■ **WRITTEN EXERCISE**:
Rewrite the items below with "label" in place of each "target", changing nothing else.

■ **RECORDS PROVIDED**:
++++++++++

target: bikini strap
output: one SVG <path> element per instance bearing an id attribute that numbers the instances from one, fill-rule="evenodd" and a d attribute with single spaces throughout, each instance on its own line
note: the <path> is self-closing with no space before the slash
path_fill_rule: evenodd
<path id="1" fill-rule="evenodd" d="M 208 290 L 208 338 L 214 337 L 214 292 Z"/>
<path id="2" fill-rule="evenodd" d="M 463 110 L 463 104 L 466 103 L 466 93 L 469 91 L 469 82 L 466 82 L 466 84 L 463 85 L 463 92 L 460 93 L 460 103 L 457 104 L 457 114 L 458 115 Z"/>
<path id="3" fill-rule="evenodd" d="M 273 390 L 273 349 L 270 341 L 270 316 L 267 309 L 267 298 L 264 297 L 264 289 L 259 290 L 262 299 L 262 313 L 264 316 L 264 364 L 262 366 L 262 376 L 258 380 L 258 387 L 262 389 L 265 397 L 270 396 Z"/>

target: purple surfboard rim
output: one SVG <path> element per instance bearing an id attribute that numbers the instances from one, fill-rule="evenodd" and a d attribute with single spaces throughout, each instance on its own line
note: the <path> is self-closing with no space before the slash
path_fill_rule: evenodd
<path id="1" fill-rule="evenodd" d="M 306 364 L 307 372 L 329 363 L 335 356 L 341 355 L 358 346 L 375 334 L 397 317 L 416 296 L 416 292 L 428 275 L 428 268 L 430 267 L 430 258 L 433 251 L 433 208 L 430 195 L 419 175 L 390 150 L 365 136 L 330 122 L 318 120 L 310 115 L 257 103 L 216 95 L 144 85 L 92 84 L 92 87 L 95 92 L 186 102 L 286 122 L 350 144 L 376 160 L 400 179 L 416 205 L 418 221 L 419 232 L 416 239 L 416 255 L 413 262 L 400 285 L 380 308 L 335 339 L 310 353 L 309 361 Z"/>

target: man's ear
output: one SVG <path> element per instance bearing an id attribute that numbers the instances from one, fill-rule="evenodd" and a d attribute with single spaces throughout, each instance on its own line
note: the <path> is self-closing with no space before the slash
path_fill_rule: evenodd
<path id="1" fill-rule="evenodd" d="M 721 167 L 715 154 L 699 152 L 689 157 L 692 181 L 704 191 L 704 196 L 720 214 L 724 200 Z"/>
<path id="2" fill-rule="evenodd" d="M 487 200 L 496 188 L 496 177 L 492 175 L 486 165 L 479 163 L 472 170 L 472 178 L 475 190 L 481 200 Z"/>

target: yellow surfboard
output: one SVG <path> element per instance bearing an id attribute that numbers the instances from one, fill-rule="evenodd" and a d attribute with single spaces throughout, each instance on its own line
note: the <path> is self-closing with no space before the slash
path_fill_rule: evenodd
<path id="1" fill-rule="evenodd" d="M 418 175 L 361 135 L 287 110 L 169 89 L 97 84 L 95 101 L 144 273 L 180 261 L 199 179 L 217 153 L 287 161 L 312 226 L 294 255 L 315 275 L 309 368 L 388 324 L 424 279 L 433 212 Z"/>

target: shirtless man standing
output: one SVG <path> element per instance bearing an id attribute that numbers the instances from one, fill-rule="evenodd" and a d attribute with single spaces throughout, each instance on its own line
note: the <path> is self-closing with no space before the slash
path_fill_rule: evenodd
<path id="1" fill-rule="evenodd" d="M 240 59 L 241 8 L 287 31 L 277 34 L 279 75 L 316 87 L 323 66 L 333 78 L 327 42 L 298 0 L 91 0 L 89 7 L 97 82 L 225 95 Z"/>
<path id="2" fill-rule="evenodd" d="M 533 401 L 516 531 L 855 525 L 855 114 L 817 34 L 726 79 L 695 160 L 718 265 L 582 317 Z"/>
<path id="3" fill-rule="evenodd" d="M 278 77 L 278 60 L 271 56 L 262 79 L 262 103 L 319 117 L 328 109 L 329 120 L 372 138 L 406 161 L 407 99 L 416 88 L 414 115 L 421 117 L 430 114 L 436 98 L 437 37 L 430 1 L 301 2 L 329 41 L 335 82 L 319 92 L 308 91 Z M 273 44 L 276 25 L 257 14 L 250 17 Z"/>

++++++++++

■ **RESPONSE FOR THIS EXERCISE**:
label: bikini strap
output: one SVG <path> element per instance bearing an id attribute that numbers the instances from one, fill-rule="evenodd" and a d attribute with single spaces throughout, each instance on its own line
note: the <path> is self-closing with no space before the slash
path_fill_rule: evenodd
<path id="1" fill-rule="evenodd" d="M 208 290 L 208 338 L 214 337 L 214 292 Z"/>
<path id="2" fill-rule="evenodd" d="M 463 110 L 463 104 L 466 103 L 466 93 L 469 91 L 469 82 L 466 82 L 466 84 L 463 85 L 463 92 L 460 93 L 460 103 L 457 104 L 457 114 L 458 115 Z"/>
<path id="3" fill-rule="evenodd" d="M 273 390 L 273 349 L 270 341 L 270 316 L 267 309 L 267 298 L 264 297 L 264 289 L 259 290 L 262 299 L 262 313 L 264 316 L 264 364 L 262 366 L 262 376 L 258 380 L 258 387 L 262 389 L 265 397 L 270 396 Z"/>

label: purple surfboard rim
output: one SVG <path> element per instance bearing an id attribute that numbers the instances from one, fill-rule="evenodd" and a d attribute with single spaces throughout, each instance on its own line
note: the <path> is self-closing with no space before the slash
path_fill_rule: evenodd
<path id="1" fill-rule="evenodd" d="M 306 364 L 307 372 L 329 363 L 335 356 L 341 355 L 358 346 L 375 334 L 397 317 L 416 296 L 416 292 L 428 275 L 428 268 L 430 267 L 430 258 L 433 251 L 433 208 L 430 195 L 419 175 L 390 150 L 365 136 L 330 122 L 318 120 L 310 115 L 257 103 L 216 95 L 144 85 L 92 84 L 92 87 L 95 92 L 186 102 L 286 122 L 350 144 L 376 160 L 400 179 L 416 205 L 418 221 L 419 232 L 416 239 L 416 255 L 413 262 L 400 285 L 380 308 L 335 339 L 310 353 L 309 361 Z"/>

label: man's ear
output: one SVG <path> element per instance bearing an id attribute that numbers the instances from one, fill-rule="evenodd" and a d attribute with single spaces throughout, each instance on its own line
note: the <path> is self-closing with no space before the slash
path_fill_rule: evenodd
<path id="1" fill-rule="evenodd" d="M 721 167 L 715 154 L 699 152 L 689 157 L 692 181 L 704 191 L 704 196 L 720 214 L 724 200 Z"/>
<path id="2" fill-rule="evenodd" d="M 487 200 L 496 188 L 496 177 L 492 175 L 486 165 L 479 163 L 472 170 L 472 178 L 475 190 L 481 200 Z"/>

label: yellow surfboard
output: one SVG <path> element per instance bearing an id attribute that numbers the instances from one, fill-rule="evenodd" and a d attribute with single spaces throughout, each instance on its own line
note: the <path> is self-closing with no space before the slash
path_fill_rule: evenodd
<path id="1" fill-rule="evenodd" d="M 418 175 L 361 135 L 287 110 L 169 89 L 97 84 L 95 101 L 144 273 L 180 261 L 199 179 L 217 153 L 287 161 L 312 226 L 294 255 L 315 275 L 309 368 L 388 324 L 424 279 L 433 212 Z"/>

label: shirtless man standing
output: one SVG <path> element per instance bearing an id attribute that numbers the instances from one, fill-rule="evenodd" and a d attribute with single spaces throughout, each instance on its own line
note: the <path> is self-closing with no space before the slash
path_fill_rule: evenodd
<path id="1" fill-rule="evenodd" d="M 240 59 L 241 8 L 287 31 L 277 34 L 279 75 L 316 87 L 323 66 L 333 78 L 327 42 L 298 0 L 91 0 L 89 7 L 97 82 L 225 95 Z"/>
<path id="2" fill-rule="evenodd" d="M 533 401 L 516 531 L 855 525 L 855 114 L 817 34 L 726 79 L 695 160 L 718 265 L 582 317 Z"/>
<path id="3" fill-rule="evenodd" d="M 278 77 L 278 60 L 271 56 L 262 79 L 262 103 L 319 117 L 328 109 L 329 120 L 372 138 L 406 161 L 407 99 L 416 88 L 414 115 L 421 117 L 430 114 L 436 98 L 437 37 L 430 1 L 301 2 L 329 41 L 335 82 L 319 92 L 308 91 Z M 273 44 L 276 25 L 257 14 L 250 17 Z"/>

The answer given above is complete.